- EXERCISE AIM: Retype the complete listing exactly as it appears.

- WORKING DATA:
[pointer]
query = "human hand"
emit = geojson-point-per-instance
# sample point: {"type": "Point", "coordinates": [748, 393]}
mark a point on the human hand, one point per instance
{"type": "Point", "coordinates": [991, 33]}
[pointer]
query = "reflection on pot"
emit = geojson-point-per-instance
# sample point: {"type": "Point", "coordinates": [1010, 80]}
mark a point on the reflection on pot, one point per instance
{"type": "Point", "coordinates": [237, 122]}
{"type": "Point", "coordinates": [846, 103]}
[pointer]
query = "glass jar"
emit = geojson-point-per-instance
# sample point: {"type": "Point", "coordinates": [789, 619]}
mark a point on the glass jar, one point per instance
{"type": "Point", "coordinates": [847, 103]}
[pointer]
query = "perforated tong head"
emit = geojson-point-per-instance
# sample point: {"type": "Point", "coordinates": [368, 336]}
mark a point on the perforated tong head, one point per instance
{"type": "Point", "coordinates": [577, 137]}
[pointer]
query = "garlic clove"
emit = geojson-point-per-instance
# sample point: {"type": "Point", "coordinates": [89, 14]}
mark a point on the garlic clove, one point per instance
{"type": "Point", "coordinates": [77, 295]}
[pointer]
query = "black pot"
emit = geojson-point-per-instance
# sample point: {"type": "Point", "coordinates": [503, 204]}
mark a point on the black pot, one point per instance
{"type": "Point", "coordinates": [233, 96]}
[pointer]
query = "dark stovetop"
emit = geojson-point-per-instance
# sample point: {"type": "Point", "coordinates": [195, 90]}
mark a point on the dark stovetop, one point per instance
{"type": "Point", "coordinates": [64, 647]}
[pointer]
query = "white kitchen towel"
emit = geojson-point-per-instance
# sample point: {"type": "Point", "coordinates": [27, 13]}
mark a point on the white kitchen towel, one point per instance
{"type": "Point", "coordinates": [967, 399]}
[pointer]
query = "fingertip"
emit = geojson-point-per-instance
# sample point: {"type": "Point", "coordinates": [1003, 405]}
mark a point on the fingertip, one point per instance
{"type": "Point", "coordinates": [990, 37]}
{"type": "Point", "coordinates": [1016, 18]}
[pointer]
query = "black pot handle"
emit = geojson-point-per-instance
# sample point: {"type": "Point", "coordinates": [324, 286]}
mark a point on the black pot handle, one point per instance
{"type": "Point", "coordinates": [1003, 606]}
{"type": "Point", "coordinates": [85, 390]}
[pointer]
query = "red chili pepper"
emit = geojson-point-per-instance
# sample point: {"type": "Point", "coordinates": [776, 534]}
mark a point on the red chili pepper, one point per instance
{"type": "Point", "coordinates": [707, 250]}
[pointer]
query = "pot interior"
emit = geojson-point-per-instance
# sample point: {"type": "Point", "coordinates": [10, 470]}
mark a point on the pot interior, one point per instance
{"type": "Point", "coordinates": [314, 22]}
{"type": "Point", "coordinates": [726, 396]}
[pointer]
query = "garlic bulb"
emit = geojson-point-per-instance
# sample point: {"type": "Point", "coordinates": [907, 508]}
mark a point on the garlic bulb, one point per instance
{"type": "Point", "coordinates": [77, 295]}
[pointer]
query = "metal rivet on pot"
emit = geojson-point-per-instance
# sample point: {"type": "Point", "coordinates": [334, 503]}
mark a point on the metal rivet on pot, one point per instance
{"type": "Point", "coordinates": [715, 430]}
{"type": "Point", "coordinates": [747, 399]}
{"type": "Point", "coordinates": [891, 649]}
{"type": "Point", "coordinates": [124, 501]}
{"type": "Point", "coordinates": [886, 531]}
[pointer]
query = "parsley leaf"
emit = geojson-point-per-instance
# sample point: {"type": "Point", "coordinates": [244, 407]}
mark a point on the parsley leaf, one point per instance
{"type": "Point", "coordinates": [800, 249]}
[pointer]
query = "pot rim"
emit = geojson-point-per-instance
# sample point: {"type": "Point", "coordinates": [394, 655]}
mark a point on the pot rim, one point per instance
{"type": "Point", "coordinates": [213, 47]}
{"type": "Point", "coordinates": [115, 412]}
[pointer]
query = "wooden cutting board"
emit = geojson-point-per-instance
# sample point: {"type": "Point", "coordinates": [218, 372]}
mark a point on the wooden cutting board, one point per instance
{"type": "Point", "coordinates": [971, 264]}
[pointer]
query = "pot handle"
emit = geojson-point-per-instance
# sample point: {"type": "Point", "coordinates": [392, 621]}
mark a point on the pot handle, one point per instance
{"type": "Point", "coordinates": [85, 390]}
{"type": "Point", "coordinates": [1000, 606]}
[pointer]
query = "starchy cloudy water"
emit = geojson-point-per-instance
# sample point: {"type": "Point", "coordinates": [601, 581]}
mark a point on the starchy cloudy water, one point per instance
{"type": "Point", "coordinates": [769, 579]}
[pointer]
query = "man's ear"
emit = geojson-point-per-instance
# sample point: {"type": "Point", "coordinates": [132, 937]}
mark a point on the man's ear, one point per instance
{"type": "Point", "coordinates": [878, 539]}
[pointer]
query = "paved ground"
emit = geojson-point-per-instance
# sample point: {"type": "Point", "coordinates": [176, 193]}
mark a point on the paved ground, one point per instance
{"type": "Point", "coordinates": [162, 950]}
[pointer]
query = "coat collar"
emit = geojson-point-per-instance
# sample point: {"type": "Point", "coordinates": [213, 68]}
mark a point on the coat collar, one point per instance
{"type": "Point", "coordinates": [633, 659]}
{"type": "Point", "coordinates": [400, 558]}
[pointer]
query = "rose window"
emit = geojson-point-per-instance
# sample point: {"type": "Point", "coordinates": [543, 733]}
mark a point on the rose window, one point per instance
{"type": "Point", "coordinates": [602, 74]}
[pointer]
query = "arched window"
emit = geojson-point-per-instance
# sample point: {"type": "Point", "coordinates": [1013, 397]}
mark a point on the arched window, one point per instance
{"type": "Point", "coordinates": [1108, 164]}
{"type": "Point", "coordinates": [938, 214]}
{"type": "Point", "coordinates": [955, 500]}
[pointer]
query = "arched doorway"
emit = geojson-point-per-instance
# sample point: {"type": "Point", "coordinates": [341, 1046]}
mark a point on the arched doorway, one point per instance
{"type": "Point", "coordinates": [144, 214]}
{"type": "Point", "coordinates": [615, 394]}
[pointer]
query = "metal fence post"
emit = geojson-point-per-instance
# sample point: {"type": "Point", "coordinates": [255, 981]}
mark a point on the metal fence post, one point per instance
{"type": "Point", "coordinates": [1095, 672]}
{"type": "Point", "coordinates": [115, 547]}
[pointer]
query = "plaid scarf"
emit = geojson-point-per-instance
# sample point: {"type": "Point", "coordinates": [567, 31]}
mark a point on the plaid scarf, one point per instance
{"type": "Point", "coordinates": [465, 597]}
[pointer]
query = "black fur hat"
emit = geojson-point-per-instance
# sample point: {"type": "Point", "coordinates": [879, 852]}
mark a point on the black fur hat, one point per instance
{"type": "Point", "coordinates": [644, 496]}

- RESULT OF THE TASK:
[pointer]
query = "human hand"
emit = geojson-point-per-instance
# sample point: {"type": "Point", "coordinates": [748, 393]}
mark a point on the human hand, one point per instance
{"type": "Point", "coordinates": [991, 33]}
[pointer]
query = "reflection on pot"
emit = geojson-point-per-instance
# sample point: {"type": "Point", "coordinates": [1010, 80]}
mark a point on the reflection on pot, one point per instance
{"type": "Point", "coordinates": [237, 122]}
{"type": "Point", "coordinates": [846, 103]}
[pointer]
query = "glass jar"
emit = geojson-point-per-instance
# sample point: {"type": "Point", "coordinates": [789, 619]}
mark a point on the glass jar, one point per instance
{"type": "Point", "coordinates": [847, 103]}
[pointer]
query = "perforated tong head"
emit = geojson-point-per-instance
# sample point: {"type": "Point", "coordinates": [368, 336]}
mark a point on the perforated tong head, one point per instance
{"type": "Point", "coordinates": [577, 137]}
[pointer]
query = "garlic clove"
emit = geojson-point-per-instance
# sample point: {"type": "Point", "coordinates": [89, 14]}
mark a point on the garlic clove, one point per instance
{"type": "Point", "coordinates": [77, 295]}
[pointer]
query = "black pot"
emit = geojson-point-per-instance
# sample point: {"type": "Point", "coordinates": [503, 204]}
mark a point on the black pot, one point per instance
{"type": "Point", "coordinates": [233, 96]}
[pointer]
query = "dark stovetop"
emit = geojson-point-per-instance
# sample point: {"type": "Point", "coordinates": [195, 90]}
mark a point on the dark stovetop, one point per instance
{"type": "Point", "coordinates": [64, 647]}
[pointer]
query = "white kitchen towel"
emit = geojson-point-per-instance
# sample point: {"type": "Point", "coordinates": [27, 13]}
mark a point on the white kitchen towel, one point per instance
{"type": "Point", "coordinates": [967, 399]}
[pointer]
query = "fingertip"
emit = geojson-point-per-instance
# sample point: {"type": "Point", "coordinates": [1003, 405]}
mark a point on the fingertip, one point per instance
{"type": "Point", "coordinates": [990, 37]}
{"type": "Point", "coordinates": [1016, 18]}
[pointer]
query = "black pot handle"
emit = geojson-point-per-instance
# sample point: {"type": "Point", "coordinates": [324, 286]}
mark a point on the black pot handle, one point per instance
{"type": "Point", "coordinates": [1003, 606]}
{"type": "Point", "coordinates": [85, 390]}
[pointer]
query = "red chili pepper"
emit = geojson-point-per-instance
# sample point: {"type": "Point", "coordinates": [776, 534]}
mark a point on the red chili pepper, one point per instance
{"type": "Point", "coordinates": [707, 250]}
[pointer]
query = "pot interior"
emit = geojson-point-per-instance
# sample point: {"type": "Point", "coordinates": [10, 470]}
mark a point on the pot interior, one point per instance
{"type": "Point", "coordinates": [314, 22]}
{"type": "Point", "coordinates": [726, 396]}
[pointer]
query = "garlic bulb"
emit = geojson-point-per-instance
# sample point: {"type": "Point", "coordinates": [907, 508]}
mark a point on the garlic bulb, one point per instance
{"type": "Point", "coordinates": [77, 295]}
[pointer]
query = "metal rivet on pot"
emit = geojson-point-per-instance
# sample point: {"type": "Point", "coordinates": [334, 503]}
mark a point on the metal rivet on pot, one point per instance
{"type": "Point", "coordinates": [715, 430]}
{"type": "Point", "coordinates": [747, 399]}
{"type": "Point", "coordinates": [891, 649]}
{"type": "Point", "coordinates": [124, 501]}
{"type": "Point", "coordinates": [886, 531]}
[pointer]
query = "parsley leaf"
emit = geojson-point-per-instance
# sample point: {"type": "Point", "coordinates": [244, 407]}
mark a point on the parsley leaf, one point per instance
{"type": "Point", "coordinates": [800, 249]}
[pointer]
query = "pot rim"
emit = geojson-point-per-instance
# sample point: {"type": "Point", "coordinates": [394, 655]}
mark a point on the pot rim, one point per instance
{"type": "Point", "coordinates": [213, 47]}
{"type": "Point", "coordinates": [115, 412]}
[pointer]
query = "wooden cutting board"
emit = geojson-point-per-instance
# sample point: {"type": "Point", "coordinates": [218, 372]}
mark a point on the wooden cutting board, one point per instance
{"type": "Point", "coordinates": [971, 264]}
[pointer]
query = "pot handle"
emit = geojson-point-per-instance
# sample point: {"type": "Point", "coordinates": [392, 621]}
mark a point on the pot handle, one point per instance
{"type": "Point", "coordinates": [85, 390]}
{"type": "Point", "coordinates": [1000, 606]}
[pointer]
query = "starchy cloudy water"
emit = geojson-point-per-instance
# sample point: {"type": "Point", "coordinates": [601, 581]}
mark a point on the starchy cloudy water, one point per instance
{"type": "Point", "coordinates": [769, 579]}
[pointer]
query = "man's ear"
emit = geojson-point-per-instance
# sample point: {"type": "Point", "coordinates": [132, 937]}
mark a point on the man's ear, one point per instance
{"type": "Point", "coordinates": [878, 539]}
[pointer]
query = "paved ground"
emit = geojson-point-per-instance
# sample point: {"type": "Point", "coordinates": [176, 193]}
mark a point on the paved ground, one point per instance
{"type": "Point", "coordinates": [162, 950]}
[pointer]
query = "coat collar"
emit = geojson-point-per-instance
# sample point: {"type": "Point", "coordinates": [213, 68]}
mark a point on the coat collar, one point per instance
{"type": "Point", "coordinates": [633, 659]}
{"type": "Point", "coordinates": [400, 558]}
[pointer]
query = "rose window"
emit = geojson-point-per-instance
# sample point: {"type": "Point", "coordinates": [543, 733]}
mark a point on the rose window, one point per instance
{"type": "Point", "coordinates": [602, 74]}
[pointer]
query = "arched window"
emit = geojson-point-per-instance
# sample point: {"type": "Point", "coordinates": [1013, 397]}
mark a point on the arched window, one point per instance
{"type": "Point", "coordinates": [1108, 164]}
{"type": "Point", "coordinates": [938, 214]}
{"type": "Point", "coordinates": [955, 500]}
[pointer]
query = "arched doorway"
emit = geojson-point-per-instance
# sample point: {"type": "Point", "coordinates": [341, 1046]}
mark a point on the arched doorway, one point per instance
{"type": "Point", "coordinates": [144, 214]}
{"type": "Point", "coordinates": [615, 394]}
[pointer]
query = "metal fence post"
emit = geojson-point-per-instance
# sample point: {"type": "Point", "coordinates": [255, 981]}
mark a point on the metal fence post, one point per instance
{"type": "Point", "coordinates": [1095, 672]}
{"type": "Point", "coordinates": [115, 547]}
[pointer]
query = "plaid scarf"
emit = geojson-point-per-instance
# sample point: {"type": "Point", "coordinates": [567, 31]}
mark a point on the plaid scarf, one point per instance
{"type": "Point", "coordinates": [465, 597]}
[pointer]
query = "black fur hat"
emit = geojson-point-per-instance
# sample point: {"type": "Point", "coordinates": [879, 852]}
mark a point on the black fur hat, one point per instance
{"type": "Point", "coordinates": [644, 496]}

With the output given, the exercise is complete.